_WRITTEN TASKS_.
[A] Set down the stretch of the hay-share article from "source: Farm and" through "to mutual prosperity.", word for word.
[B] Using the hay-share article, answer each question briefly:
(i) According to the article, why do farmers often purchase standing hay from landowners?
(ii) What does the article call a primary factor in determining values?
(iii) Which three approaches does the article list as guidelines for determining shares or a value for standing hay?

_PASSAGE PROVIDED_.
"""
Trust and Spirit of Partnership Key to Hay Shares that Work

source: Farm and Food Report

In today’s agricultural practices, a spirit of collaboration is sometimes what most increases efficiencies and contributes to mutual prosperity.

Established hay shares and the process that leads to them perhaps best illustrates this overarching principle.

Farmers often purchase standing hay from landowners because they need hay and have the equipment to cut it, while a landowner may have the standing hay but not the resources to bring it in. 

The settlement may be made to the landowner as rent per acre or per ton, or the landlord may receive a share of the hay harvested. The settlement should relate to the quality of the hay, size of fields, yield per acre and condition of the field. Local market conditions are a primary factor in determining values.

The contributions approach, the cost approach and the income approach are procedures that can be used as guidelines to determine shares or a value for standing hay.
"""
_DATA EXCERPTS_.
"""
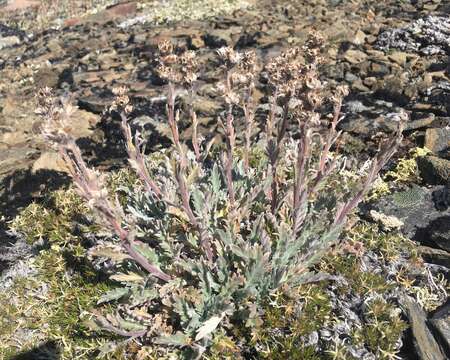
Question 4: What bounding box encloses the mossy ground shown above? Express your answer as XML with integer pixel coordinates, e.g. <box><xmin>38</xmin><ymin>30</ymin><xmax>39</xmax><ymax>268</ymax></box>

<box><xmin>0</xmin><ymin>171</ymin><xmax>444</xmax><ymax>359</ymax></box>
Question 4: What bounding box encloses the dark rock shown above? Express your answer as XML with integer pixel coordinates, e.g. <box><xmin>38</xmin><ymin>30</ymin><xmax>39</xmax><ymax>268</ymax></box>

<box><xmin>418</xmin><ymin>246</ymin><xmax>450</xmax><ymax>269</ymax></box>
<box><xmin>430</xmin><ymin>300</ymin><xmax>450</xmax><ymax>359</ymax></box>
<box><xmin>376</xmin><ymin>15</ymin><xmax>450</xmax><ymax>55</ymax></box>
<box><xmin>203</xmin><ymin>30</ymin><xmax>231</xmax><ymax>49</ymax></box>
<box><xmin>369</xmin><ymin>185</ymin><xmax>450</xmax><ymax>250</ymax></box>
<box><xmin>0</xmin><ymin>36</ymin><xmax>21</xmax><ymax>50</ymax></box>
<box><xmin>401</xmin><ymin>295</ymin><xmax>446</xmax><ymax>360</ymax></box>
<box><xmin>425</xmin><ymin>128</ymin><xmax>450</xmax><ymax>157</ymax></box>
<box><xmin>369</xmin><ymin>62</ymin><xmax>390</xmax><ymax>77</ymax></box>
<box><xmin>78</xmin><ymin>95</ymin><xmax>112</xmax><ymax>114</ymax></box>
<box><xmin>405</xmin><ymin>112</ymin><xmax>436</xmax><ymax>130</ymax></box>
<box><xmin>417</xmin><ymin>156</ymin><xmax>450</xmax><ymax>185</ymax></box>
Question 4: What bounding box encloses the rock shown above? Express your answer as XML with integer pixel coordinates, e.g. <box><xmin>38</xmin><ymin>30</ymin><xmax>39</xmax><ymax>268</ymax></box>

<box><xmin>0</xmin><ymin>130</ymin><xmax>29</xmax><ymax>147</ymax></box>
<box><xmin>351</xmin><ymin>30</ymin><xmax>366</xmax><ymax>45</ymax></box>
<box><xmin>33</xmin><ymin>66</ymin><xmax>59</xmax><ymax>89</ymax></box>
<box><xmin>367</xmin><ymin>185</ymin><xmax>450</xmax><ymax>250</ymax></box>
<box><xmin>430</xmin><ymin>300</ymin><xmax>450</xmax><ymax>359</ymax></box>
<box><xmin>425</xmin><ymin>128</ymin><xmax>450</xmax><ymax>157</ymax></box>
<box><xmin>203</xmin><ymin>30</ymin><xmax>231</xmax><ymax>49</ymax></box>
<box><xmin>405</xmin><ymin>112</ymin><xmax>436</xmax><ymax>130</ymax></box>
<box><xmin>2</xmin><ymin>0</ymin><xmax>39</xmax><ymax>12</ymax></box>
<box><xmin>401</xmin><ymin>295</ymin><xmax>446</xmax><ymax>360</ymax></box>
<box><xmin>417</xmin><ymin>156</ymin><xmax>450</xmax><ymax>185</ymax></box>
<box><xmin>106</xmin><ymin>1</ymin><xmax>137</xmax><ymax>17</ymax></box>
<box><xmin>78</xmin><ymin>95</ymin><xmax>112</xmax><ymax>114</ymax></box>
<box><xmin>0</xmin><ymin>36</ymin><xmax>21</xmax><ymax>50</ymax></box>
<box><xmin>388</xmin><ymin>51</ymin><xmax>407</xmax><ymax>66</ymax></box>
<box><xmin>376</xmin><ymin>15</ymin><xmax>450</xmax><ymax>55</ymax></box>
<box><xmin>369</xmin><ymin>62</ymin><xmax>390</xmax><ymax>77</ymax></box>
<box><xmin>344</xmin><ymin>50</ymin><xmax>367</xmax><ymax>64</ymax></box>
<box><xmin>417</xmin><ymin>246</ymin><xmax>450</xmax><ymax>269</ymax></box>
<box><xmin>31</xmin><ymin>152</ymin><xmax>67</xmax><ymax>174</ymax></box>
<box><xmin>369</xmin><ymin>210</ymin><xmax>404</xmax><ymax>231</ymax></box>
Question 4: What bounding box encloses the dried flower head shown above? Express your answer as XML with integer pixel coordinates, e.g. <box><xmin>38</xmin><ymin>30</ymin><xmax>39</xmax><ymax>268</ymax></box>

<box><xmin>156</xmin><ymin>41</ymin><xmax>198</xmax><ymax>88</ymax></box>
<box><xmin>36</xmin><ymin>87</ymin><xmax>76</xmax><ymax>147</ymax></box>
<box><xmin>108</xmin><ymin>86</ymin><xmax>133</xmax><ymax>114</ymax></box>
<box><xmin>158</xmin><ymin>40</ymin><xmax>173</xmax><ymax>56</ymax></box>
<box><xmin>217</xmin><ymin>46</ymin><xmax>242</xmax><ymax>69</ymax></box>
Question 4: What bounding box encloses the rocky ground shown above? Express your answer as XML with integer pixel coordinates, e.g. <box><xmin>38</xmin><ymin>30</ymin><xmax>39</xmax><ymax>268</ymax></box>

<box><xmin>0</xmin><ymin>0</ymin><xmax>450</xmax><ymax>359</ymax></box>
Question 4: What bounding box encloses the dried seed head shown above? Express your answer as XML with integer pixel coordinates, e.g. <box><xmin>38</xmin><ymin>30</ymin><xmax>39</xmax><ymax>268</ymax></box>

<box><xmin>240</xmin><ymin>51</ymin><xmax>256</xmax><ymax>73</ymax></box>
<box><xmin>158</xmin><ymin>40</ymin><xmax>173</xmax><ymax>56</ymax></box>
<box><xmin>302</xmin><ymin>31</ymin><xmax>325</xmax><ymax>65</ymax></box>
<box><xmin>108</xmin><ymin>86</ymin><xmax>133</xmax><ymax>114</ymax></box>
<box><xmin>217</xmin><ymin>46</ymin><xmax>242</xmax><ymax>69</ymax></box>
<box><xmin>36</xmin><ymin>87</ymin><xmax>76</xmax><ymax>148</ymax></box>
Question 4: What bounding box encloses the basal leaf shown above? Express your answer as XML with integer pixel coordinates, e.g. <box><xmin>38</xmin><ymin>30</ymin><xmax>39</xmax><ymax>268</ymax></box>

<box><xmin>97</xmin><ymin>288</ymin><xmax>130</xmax><ymax>305</ymax></box>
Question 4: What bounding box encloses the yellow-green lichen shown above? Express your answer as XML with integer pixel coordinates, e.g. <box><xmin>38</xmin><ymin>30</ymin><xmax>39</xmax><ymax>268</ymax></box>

<box><xmin>385</xmin><ymin>147</ymin><xmax>430</xmax><ymax>184</ymax></box>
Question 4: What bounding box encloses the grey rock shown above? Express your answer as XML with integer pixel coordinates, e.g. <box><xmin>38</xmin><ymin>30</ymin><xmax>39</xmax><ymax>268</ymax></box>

<box><xmin>376</xmin><ymin>15</ymin><xmax>450</xmax><ymax>55</ymax></box>
<box><xmin>425</xmin><ymin>128</ymin><xmax>450</xmax><ymax>156</ymax></box>
<box><xmin>417</xmin><ymin>156</ymin><xmax>450</xmax><ymax>185</ymax></box>
<box><xmin>430</xmin><ymin>301</ymin><xmax>450</xmax><ymax>356</ymax></box>
<box><xmin>401</xmin><ymin>295</ymin><xmax>446</xmax><ymax>360</ymax></box>
<box><xmin>370</xmin><ymin>185</ymin><xmax>450</xmax><ymax>250</ymax></box>
<box><xmin>405</xmin><ymin>112</ymin><xmax>436</xmax><ymax>130</ymax></box>
<box><xmin>418</xmin><ymin>246</ymin><xmax>450</xmax><ymax>269</ymax></box>
<box><xmin>0</xmin><ymin>36</ymin><xmax>21</xmax><ymax>50</ymax></box>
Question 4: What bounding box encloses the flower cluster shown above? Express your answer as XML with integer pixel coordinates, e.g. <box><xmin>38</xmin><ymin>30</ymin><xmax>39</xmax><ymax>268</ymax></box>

<box><xmin>156</xmin><ymin>41</ymin><xmax>198</xmax><ymax>88</ymax></box>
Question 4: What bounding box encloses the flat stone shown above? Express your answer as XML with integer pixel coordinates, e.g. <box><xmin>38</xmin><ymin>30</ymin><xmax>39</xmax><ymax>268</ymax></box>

<box><xmin>405</xmin><ymin>112</ymin><xmax>436</xmax><ymax>130</ymax></box>
<box><xmin>2</xmin><ymin>0</ymin><xmax>39</xmax><ymax>11</ymax></box>
<box><xmin>417</xmin><ymin>156</ymin><xmax>450</xmax><ymax>185</ymax></box>
<box><xmin>401</xmin><ymin>295</ymin><xmax>446</xmax><ymax>360</ymax></box>
<box><xmin>31</xmin><ymin>151</ymin><xmax>67</xmax><ymax>174</ymax></box>
<box><xmin>430</xmin><ymin>301</ymin><xmax>450</xmax><ymax>355</ymax></box>
<box><xmin>344</xmin><ymin>50</ymin><xmax>367</xmax><ymax>64</ymax></box>
<box><xmin>425</xmin><ymin>128</ymin><xmax>450</xmax><ymax>156</ymax></box>
<box><xmin>388</xmin><ymin>51</ymin><xmax>408</xmax><ymax>66</ymax></box>
<box><xmin>417</xmin><ymin>245</ymin><xmax>450</xmax><ymax>269</ymax></box>
<box><xmin>368</xmin><ymin>185</ymin><xmax>450</xmax><ymax>251</ymax></box>
<box><xmin>0</xmin><ymin>36</ymin><xmax>20</xmax><ymax>50</ymax></box>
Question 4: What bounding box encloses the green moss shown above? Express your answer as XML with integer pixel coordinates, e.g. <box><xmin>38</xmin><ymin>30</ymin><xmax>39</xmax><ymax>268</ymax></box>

<box><xmin>11</xmin><ymin>189</ymin><xmax>88</xmax><ymax>245</ymax></box>
<box><xmin>386</xmin><ymin>147</ymin><xmax>430</xmax><ymax>184</ymax></box>
<box><xmin>248</xmin><ymin>283</ymin><xmax>332</xmax><ymax>360</ymax></box>
<box><xmin>352</xmin><ymin>298</ymin><xmax>408</xmax><ymax>359</ymax></box>
<box><xmin>135</xmin><ymin>0</ymin><xmax>250</xmax><ymax>24</ymax></box>
<box><xmin>0</xmin><ymin>246</ymin><xmax>114</xmax><ymax>359</ymax></box>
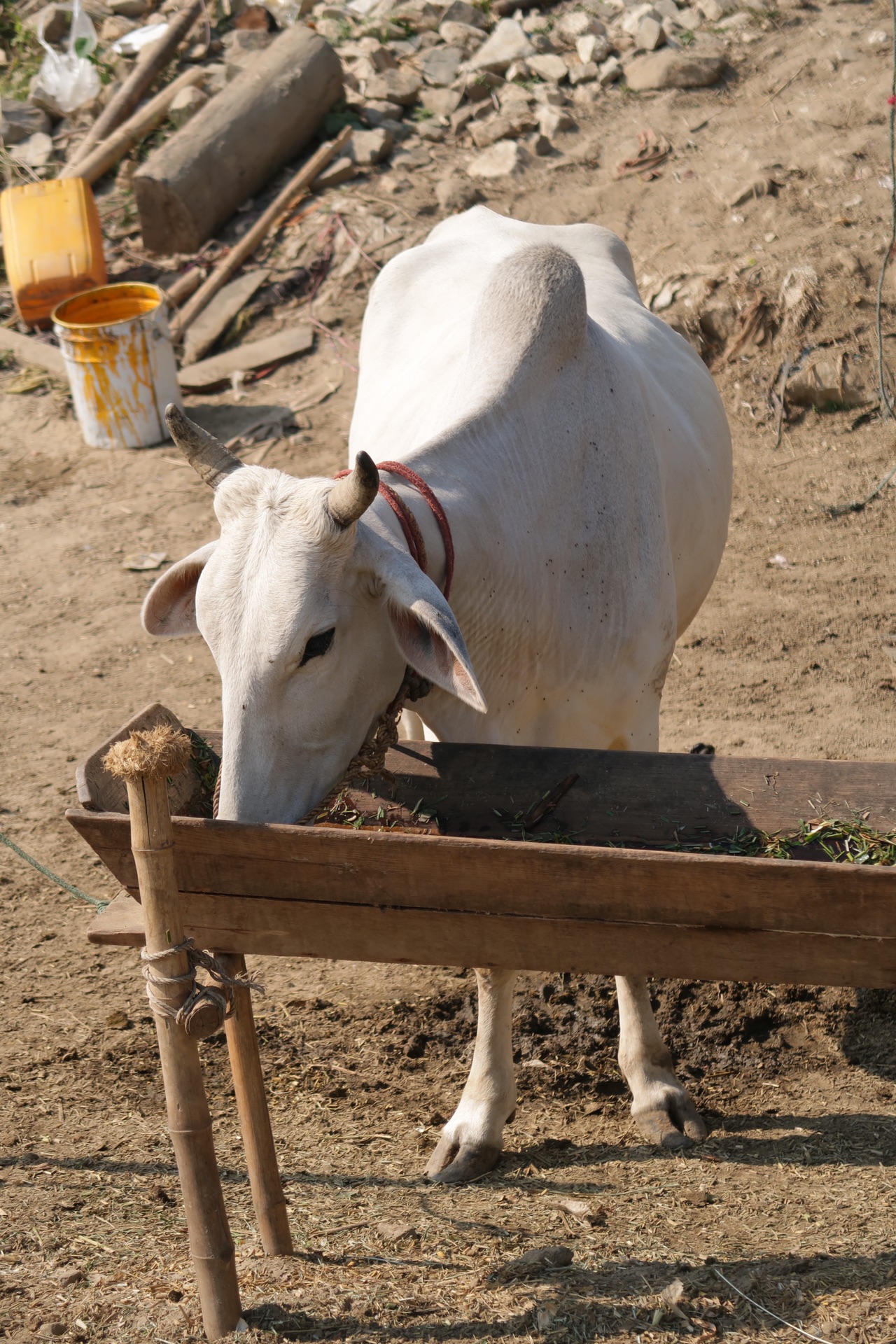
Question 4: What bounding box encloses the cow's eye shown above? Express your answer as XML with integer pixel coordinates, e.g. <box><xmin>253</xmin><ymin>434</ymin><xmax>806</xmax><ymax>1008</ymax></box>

<box><xmin>298</xmin><ymin>628</ymin><xmax>336</xmax><ymax>668</ymax></box>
"""
_OUTPUTS BY TASK_.
[A]
source: Farm and Food Report

In today’s agricultural practices, a spirit of collaboration is sometimes what most increases efficiencies and contributes to mutual prosperity.

[B]
(i) They need hay and have the equipment to cut it.
(ii) Local market conditions.
(iii) The contributions approach, the cost approach and the income approach.